Exercises to complete
1. Using the newsletter introduction below, decide whether each statement agrees with it. Answer yes or no for each, and quote the words that decide it.
(a) The newsletter will include analysis of individual securities.
(b) The writer intends to criticize the financial advisory industry.
(c) Under the defined terms, insurance agents count as financial advisors.
2. According to the newsletter introduction below, what does the newsletter call itself a sort of?

Text extract
How to be a Financial Advisor

This will not be a newsletter about how to create the perfect Roth conversion ladder or analysis of individual securities, or any investments at all.

No, this newsletter is about the practice of financial advisory: the firms, the practitioners, and the steady and increasingly quick shift in focus from the client to the bottom line.

This is a sort of canary in the coal mine for the financial advisory industry and those that love and/or loathe them.

I am going to write all manner of criticisms about our industry. Of course my criticism isn’t about you or your firm, unless you happen to read something that makes you a little uncomfortable, then it’s definitely about you.

Defining Terms

This isn’t a legal document, but it’s best if we all get on the same page about a few terms:

  1. Financial Advisor: Anyone who offers financial advice to clients. (Portfolio managers, CFPs, insurance agents, relationship managers, salespeople, trust officers, bankers, etc.)

Supplied information

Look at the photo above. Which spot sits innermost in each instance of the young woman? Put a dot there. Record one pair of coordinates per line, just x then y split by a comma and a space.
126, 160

Written responses
1.
(a) No: "This will not be a newsletter about how to create the perfect Roth conversion ladder or analysis of individual securities, or any investments at all."
(b) Yes: "I am going to write all manner of criticisms about our industry."
(c) Yes: "Anyone who offers financial advice to clients. (Portfolio managers, CFPs, insurance agents, relationship managers, salespeople, trust officers, bankers, etc.)"

2. A canary in the coal mine for the financial advisory industry and those that love and/or loathe them.